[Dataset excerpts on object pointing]
BEGIN

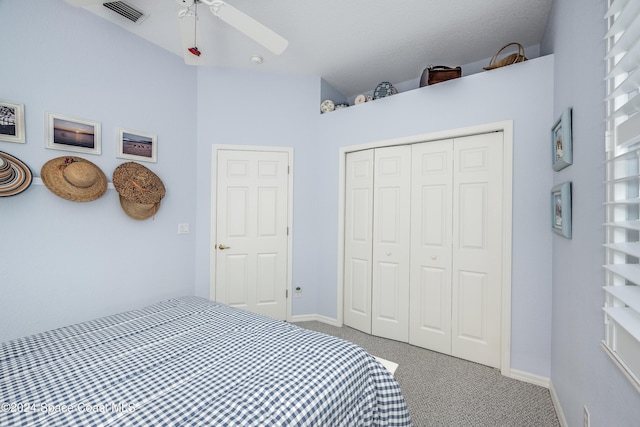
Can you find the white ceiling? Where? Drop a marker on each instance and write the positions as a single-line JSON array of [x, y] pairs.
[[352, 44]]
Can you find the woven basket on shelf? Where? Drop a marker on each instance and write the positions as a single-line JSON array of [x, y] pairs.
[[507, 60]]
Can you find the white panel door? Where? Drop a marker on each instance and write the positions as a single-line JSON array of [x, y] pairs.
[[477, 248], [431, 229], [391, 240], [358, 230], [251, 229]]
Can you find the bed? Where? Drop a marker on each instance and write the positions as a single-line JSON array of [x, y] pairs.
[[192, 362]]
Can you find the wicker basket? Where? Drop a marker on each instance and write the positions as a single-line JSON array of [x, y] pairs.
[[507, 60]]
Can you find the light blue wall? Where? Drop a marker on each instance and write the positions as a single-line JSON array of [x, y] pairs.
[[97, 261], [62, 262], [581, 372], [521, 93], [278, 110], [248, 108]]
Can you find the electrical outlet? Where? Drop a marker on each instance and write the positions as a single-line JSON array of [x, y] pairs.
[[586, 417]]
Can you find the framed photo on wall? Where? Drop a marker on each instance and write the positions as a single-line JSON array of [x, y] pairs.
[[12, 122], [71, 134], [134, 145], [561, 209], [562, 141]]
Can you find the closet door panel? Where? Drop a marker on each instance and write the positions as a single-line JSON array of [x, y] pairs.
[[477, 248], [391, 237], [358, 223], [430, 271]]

END

PROBLEM: Swap "Drop a marker" for "Place a marker" in everything from the start of the items down to the line containing "[[586, 417]]", leaving all else unchanged. Omit the pictures from your answer.

ANSWER BELOW:
Can you find the white ceiling? Where? Place a marker on each instance and write the positions as a single-line JSON array of [x, y] pairs.
[[352, 44]]
Can you find the woven basket on shelf? Where? Place a marker on each instance and write the positions as a single-line JSON array of [x, y] pairs.
[[507, 60]]
Can you find the white panel door? Where? Place a marker on each instance and write the positions as a single-line JSON array of [x, y] pairs.
[[477, 248], [431, 229], [391, 240], [358, 230], [251, 229]]
Can you find the bed? Where? Place a marker on each instance and write the positions as a single-line JSON array of [x, y] pairs.
[[192, 362]]
Can you find the wicker basket? Where? Place a marker on each instance and write the positions as a single-line JSON array of [x, y] pairs.
[[507, 60]]
Can you find the light blue wall? Where? Place a marker on each instance and write the positions as a single-line JSON array of [x, y] pairs.
[[97, 261], [62, 262], [581, 372], [521, 93], [278, 110], [248, 108]]
Can you find the electrical outlet? Where? Place a marker on each instance and write the positions as a single-line JSON array of [x, y] pairs.
[[586, 417]]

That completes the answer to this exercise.